◆ **RAW DATA**:
"""

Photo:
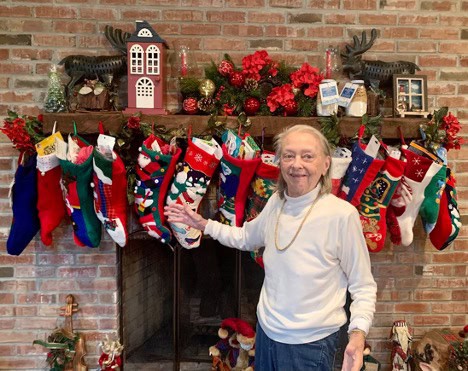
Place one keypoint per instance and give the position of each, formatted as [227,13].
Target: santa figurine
[111,359]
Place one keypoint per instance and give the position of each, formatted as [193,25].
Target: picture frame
[410,95]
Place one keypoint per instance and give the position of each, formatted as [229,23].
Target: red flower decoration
[133,122]
[280,96]
[307,77]
[258,64]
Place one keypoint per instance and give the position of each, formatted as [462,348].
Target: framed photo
[410,95]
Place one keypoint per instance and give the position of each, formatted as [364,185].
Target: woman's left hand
[354,352]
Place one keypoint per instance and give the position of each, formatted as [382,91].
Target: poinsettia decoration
[261,86]
[442,131]
[23,131]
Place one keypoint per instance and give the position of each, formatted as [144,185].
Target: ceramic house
[146,53]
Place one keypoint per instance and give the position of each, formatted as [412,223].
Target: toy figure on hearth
[111,359]
[145,70]
[401,339]
[236,348]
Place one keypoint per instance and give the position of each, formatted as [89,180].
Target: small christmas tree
[55,101]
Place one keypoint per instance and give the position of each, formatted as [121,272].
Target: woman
[314,251]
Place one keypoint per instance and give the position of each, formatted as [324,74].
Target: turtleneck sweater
[304,291]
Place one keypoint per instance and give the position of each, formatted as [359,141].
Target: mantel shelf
[87,123]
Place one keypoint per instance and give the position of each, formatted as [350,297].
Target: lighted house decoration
[146,53]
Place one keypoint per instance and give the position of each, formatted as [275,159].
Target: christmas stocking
[190,183]
[25,223]
[154,172]
[340,162]
[418,174]
[235,177]
[374,202]
[50,203]
[110,194]
[77,178]
[448,221]
[430,206]
[360,173]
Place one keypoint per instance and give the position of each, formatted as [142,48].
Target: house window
[136,60]
[152,60]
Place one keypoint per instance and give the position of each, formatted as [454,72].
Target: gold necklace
[298,230]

"""

◆ **TASK GOAL**: Copy the records above word for word, from the line that contains "formatted as [275,159]." through the end of the records, both ends included.

◆ **ANSWER BELOW**:
Place one keypoint per instance and give the position of each, formatted as [275,159].
Target: christmas stocking
[190,183]
[25,223]
[154,172]
[340,162]
[418,174]
[235,177]
[374,202]
[50,203]
[110,194]
[77,178]
[448,221]
[430,206]
[360,173]
Place one keypoint per instance and give the position of each, formatted as [142,48].
Target: house window
[136,60]
[152,60]
Place one keypoint per instance and give the position of each, formatted as [454,72].
Target: gold necklace
[298,230]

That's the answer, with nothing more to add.